▶ _Trecho selecionado_

####################

Quanto custa tirar um festival da lama?

O REP Festival quer a redenção

Quanto custa tirar um festival da lama?
REP Festival 2023 (Reprodução/Redes Sociais)

Em entrevista recente, Cléber Junior, CEO da Agência Somma, empresa responsável pela execução do Rep Festival, falou sobre o futuro do evento. Segundo ele, 2024 será a edição da redenção, momento de executar o que a lama, literalmente, destruiu em 2023.

O REP Festival se posiciona no mercado como o "maior festival de Rap do Brasil". Seu criador, Fabricio Stofel, disse que quando concebeu o projeto, em 2019, não havia nada parecido e enxergou uma oportunidade no movimento cultural que completou 50 anos de existência em 2023, sendo 30 só no Brasil,

Um Google rápido sobre o evento é possível ler notícias sobre insalubridade, vereador acusado de estupro no palco, descaso com público e artista, e até alcunha de Fyre Festival BR, tal qual o caótico festival de música dos EUA. Com uma gestão de crise frágil e excesso de resiliência, o REP Festival promete voltar.

####################

▶ _Conjunto de dados_
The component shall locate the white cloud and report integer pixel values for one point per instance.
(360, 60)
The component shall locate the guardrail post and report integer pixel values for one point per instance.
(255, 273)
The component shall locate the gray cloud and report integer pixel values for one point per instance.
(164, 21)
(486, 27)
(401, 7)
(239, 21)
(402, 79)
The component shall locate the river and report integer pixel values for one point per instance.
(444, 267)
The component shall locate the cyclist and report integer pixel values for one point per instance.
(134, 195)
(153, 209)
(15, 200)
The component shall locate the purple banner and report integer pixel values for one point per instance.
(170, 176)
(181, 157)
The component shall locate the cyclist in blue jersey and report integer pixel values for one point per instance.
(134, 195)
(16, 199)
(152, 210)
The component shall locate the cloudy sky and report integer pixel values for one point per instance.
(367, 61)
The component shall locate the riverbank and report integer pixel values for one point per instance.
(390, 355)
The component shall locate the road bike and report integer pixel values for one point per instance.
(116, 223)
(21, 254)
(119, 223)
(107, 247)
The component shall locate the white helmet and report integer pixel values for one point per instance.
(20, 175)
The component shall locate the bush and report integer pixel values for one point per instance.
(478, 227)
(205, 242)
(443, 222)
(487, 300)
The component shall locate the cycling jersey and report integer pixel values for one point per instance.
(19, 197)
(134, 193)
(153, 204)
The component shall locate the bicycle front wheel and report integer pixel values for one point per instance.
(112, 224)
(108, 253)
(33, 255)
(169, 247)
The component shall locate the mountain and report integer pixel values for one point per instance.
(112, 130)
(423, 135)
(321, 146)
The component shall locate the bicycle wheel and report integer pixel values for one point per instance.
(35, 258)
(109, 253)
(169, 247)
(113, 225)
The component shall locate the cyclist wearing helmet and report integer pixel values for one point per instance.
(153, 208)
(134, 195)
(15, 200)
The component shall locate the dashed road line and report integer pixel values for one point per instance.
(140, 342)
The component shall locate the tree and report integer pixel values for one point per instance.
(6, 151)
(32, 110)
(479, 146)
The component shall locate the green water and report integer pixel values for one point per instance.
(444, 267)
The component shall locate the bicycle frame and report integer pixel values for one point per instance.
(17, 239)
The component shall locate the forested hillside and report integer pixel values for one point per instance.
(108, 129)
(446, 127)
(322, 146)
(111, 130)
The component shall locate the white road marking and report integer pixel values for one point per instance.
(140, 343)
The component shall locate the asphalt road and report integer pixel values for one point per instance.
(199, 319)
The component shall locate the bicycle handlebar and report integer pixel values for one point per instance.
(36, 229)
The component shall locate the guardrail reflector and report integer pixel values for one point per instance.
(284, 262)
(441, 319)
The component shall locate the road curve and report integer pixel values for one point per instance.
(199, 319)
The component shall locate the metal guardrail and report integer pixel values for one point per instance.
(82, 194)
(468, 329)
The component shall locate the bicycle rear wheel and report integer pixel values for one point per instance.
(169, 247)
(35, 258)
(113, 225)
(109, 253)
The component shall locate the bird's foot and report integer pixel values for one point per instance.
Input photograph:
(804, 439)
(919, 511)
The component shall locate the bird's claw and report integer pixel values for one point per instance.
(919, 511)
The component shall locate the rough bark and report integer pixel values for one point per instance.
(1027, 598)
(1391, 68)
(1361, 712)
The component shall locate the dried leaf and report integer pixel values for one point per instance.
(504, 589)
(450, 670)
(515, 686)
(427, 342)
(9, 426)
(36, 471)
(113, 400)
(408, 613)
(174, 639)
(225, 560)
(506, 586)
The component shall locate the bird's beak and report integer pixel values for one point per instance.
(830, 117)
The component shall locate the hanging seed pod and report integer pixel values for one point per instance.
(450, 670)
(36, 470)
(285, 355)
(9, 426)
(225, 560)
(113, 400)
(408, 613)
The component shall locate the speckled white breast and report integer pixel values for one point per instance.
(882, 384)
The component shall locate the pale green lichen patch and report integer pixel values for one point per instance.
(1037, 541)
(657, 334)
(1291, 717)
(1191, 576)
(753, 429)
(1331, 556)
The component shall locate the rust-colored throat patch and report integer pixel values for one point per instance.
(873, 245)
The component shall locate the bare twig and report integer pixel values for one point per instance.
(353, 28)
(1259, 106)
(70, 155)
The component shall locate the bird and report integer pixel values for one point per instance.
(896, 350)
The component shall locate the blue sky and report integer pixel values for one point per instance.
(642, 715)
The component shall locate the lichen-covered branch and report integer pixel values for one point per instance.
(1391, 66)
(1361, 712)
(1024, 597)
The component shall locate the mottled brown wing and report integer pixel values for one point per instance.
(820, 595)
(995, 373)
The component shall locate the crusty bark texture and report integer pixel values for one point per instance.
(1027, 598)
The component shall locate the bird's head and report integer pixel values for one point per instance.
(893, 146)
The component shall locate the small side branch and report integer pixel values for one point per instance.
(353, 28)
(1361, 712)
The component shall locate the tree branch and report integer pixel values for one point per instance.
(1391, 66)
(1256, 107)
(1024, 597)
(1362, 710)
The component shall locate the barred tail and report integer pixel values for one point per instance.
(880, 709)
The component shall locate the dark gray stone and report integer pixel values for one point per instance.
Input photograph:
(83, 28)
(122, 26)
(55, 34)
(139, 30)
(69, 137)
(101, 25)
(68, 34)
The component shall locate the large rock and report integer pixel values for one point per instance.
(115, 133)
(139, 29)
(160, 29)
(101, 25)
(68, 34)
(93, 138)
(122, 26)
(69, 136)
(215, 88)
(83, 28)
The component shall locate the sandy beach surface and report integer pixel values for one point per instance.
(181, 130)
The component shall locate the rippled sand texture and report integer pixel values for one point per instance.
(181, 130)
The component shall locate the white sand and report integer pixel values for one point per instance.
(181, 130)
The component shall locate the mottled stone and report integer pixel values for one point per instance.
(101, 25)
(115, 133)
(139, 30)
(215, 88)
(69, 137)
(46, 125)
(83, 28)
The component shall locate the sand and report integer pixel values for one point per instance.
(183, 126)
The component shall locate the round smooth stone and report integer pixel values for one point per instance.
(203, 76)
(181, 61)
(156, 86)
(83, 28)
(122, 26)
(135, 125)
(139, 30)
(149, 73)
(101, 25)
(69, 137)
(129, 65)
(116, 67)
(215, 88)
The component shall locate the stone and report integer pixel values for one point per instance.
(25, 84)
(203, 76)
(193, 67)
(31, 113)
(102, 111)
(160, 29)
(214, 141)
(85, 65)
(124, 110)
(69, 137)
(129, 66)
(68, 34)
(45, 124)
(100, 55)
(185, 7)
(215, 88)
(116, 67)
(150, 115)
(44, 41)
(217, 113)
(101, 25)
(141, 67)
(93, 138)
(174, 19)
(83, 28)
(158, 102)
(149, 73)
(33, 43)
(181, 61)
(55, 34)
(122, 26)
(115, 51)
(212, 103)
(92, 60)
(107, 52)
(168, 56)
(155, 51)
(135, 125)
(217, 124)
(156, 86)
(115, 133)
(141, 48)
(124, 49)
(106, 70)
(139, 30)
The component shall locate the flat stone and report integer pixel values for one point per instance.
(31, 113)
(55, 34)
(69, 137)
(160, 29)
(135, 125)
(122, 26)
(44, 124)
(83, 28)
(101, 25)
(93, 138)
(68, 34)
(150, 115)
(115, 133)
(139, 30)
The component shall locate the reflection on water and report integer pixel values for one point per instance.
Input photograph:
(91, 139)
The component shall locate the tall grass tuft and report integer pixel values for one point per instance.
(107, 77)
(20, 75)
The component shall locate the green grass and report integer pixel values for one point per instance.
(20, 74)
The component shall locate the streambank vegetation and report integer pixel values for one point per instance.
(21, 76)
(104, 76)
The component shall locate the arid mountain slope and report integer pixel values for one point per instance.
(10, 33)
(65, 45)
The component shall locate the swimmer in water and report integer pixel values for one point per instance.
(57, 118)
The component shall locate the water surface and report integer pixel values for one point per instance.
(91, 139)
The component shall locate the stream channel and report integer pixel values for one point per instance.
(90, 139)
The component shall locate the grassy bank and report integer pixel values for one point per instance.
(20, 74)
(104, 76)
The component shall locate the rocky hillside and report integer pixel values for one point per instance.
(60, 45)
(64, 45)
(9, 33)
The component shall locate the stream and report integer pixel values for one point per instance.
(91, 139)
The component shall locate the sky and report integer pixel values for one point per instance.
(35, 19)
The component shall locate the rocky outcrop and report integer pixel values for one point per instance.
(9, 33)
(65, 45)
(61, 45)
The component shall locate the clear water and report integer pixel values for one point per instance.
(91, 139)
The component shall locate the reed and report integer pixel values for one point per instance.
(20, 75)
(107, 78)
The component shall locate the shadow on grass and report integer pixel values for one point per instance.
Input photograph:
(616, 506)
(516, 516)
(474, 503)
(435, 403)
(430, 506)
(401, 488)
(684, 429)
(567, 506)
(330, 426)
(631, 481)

####################

▶ _Enunciado_
a) De acordo com o trecho selecionado, por que 2024 será a edição da redenção do REP Festival? Responda em uma a três frases.
b) Transcreva do trecho selecionado a parte que começa em "Em entrevista recente, Cléber" e termina em "destruiu em 2023.".
Os dados não têm nenhum papel nesta atividade.

▶ _Respostas do exercício_
a) Segundo Cléber Junior, CEO da Agência Somma, 2024 será o momento de executar o que a lama, literalmente, destruiu em 2023.

b)
Em entrevista recente, Cléber Junior, CEO da Agência Somma, empresa responsável pela execução do Rep Festival, falou sobre o futuro do evento. Segundo ele, 2024 será a edição da redenção, momento de executar o que a lama, literalmente, destruiu em 2023.